FRAGMENTO —
+++
Massimo Fini
Del libro "IL denaro, sterco del demonio", Marsilio, 1998
El
industrialismo, a diferencia del comercio, no se limita a transferir bienes,
los crea. Y una vez creados tiene
necesidad de colocarlos. Se descubre la Ley de Say: “La oferta crea la demanda”. Se descubre la naturaleza ilimitada de
las necesidades o, más bien, la facilidad con que los seres humanos se dejan
influenciar. Se descubre esto es que las necesidades pueden ser
heterodirigidas, suscitadas artificialmente y desde el exterior. Nace el
consumidor y con él la producción de masa de lo fútil y también de lo inútil.
El primero en darse cuenta de esta forzadura fue quizás Sismondi que, en 1819,
cuando la Revolución Industrial llevaba algo más de medio siglo, escribe: “Puesto que la division del trabajo y el
perfeccionamiento permiten realizar cada vez más trabajo, todos, dándose cuenta
de que ya han satisfecho las necesidades del consumo, se las ingenian para
suscitar nuevos gustos y estimular nuevos caprichos para poderlos satisfacer”.
+++
DATOS ALMACENADOS —

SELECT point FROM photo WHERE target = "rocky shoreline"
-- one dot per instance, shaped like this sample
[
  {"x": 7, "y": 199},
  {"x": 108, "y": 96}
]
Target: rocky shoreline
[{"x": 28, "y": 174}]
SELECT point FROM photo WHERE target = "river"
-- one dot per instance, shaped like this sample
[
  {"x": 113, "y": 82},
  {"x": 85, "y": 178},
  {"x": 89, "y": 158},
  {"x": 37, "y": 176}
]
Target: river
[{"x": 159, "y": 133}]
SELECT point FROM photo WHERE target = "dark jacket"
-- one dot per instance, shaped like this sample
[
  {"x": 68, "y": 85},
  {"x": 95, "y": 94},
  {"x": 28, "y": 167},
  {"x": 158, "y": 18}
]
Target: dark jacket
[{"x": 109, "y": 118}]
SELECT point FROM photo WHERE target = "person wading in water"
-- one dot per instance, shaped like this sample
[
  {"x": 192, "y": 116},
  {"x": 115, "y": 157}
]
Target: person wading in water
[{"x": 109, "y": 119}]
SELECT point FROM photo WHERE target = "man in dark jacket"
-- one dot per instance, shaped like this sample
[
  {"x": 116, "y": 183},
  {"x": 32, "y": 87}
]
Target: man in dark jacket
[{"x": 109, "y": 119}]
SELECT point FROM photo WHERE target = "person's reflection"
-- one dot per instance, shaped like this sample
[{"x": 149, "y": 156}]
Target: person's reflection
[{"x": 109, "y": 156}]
+++
POR HACER —
A. Según el fragmento, ¿en qué año escribe Sismondi el texto que se cita?
B. Explica, con lo que dice la cita de Sismondi en el fragmento, por qué todos se las ingenian para suscitar nuevos gustos y estimular nuevos caprichos.
C. Actualiza la parte del fragmento que se abre con las palabras "Massimo Fini" y se cierra con "de lo inútil.", sustituyendo "consumidor" por "comprador".
Las filas proceden de una fuente distinta a la del fragmento.

SOLUCIONES POR TAREA —
A. En 1819.

B. La división del trabajo y el perfeccionamiento permiten realizar cada vez más trabajo. Al darse cuenta de que ya han satisfecho las necesidades del consumo, todos buscan crear nuevos gustos y caprichos para poder satisfacerlos.

C.
Massimo Fini
Del libro "IL denaro, sterco del demonio", Marsilio, 1998
El
industrialismo, a diferencia del comercio, no se limita a transferir bienes,
los crea. Y una vez creados tiene
necesidad de colocarlos. Se descubre la Ley de Say: “La oferta crea la demanda”. Se descubre la naturaleza ilimitada de
las necesidades o, más bien, la facilidad con que los seres humanos se dejan
influenciar. Se descubre esto es que las necesidades pueden ser
heterodirigidas, suscitadas artificialmente y desde el exterior. Nace el
comprador y con él la producción de masa de lo fútil y también de lo inútil.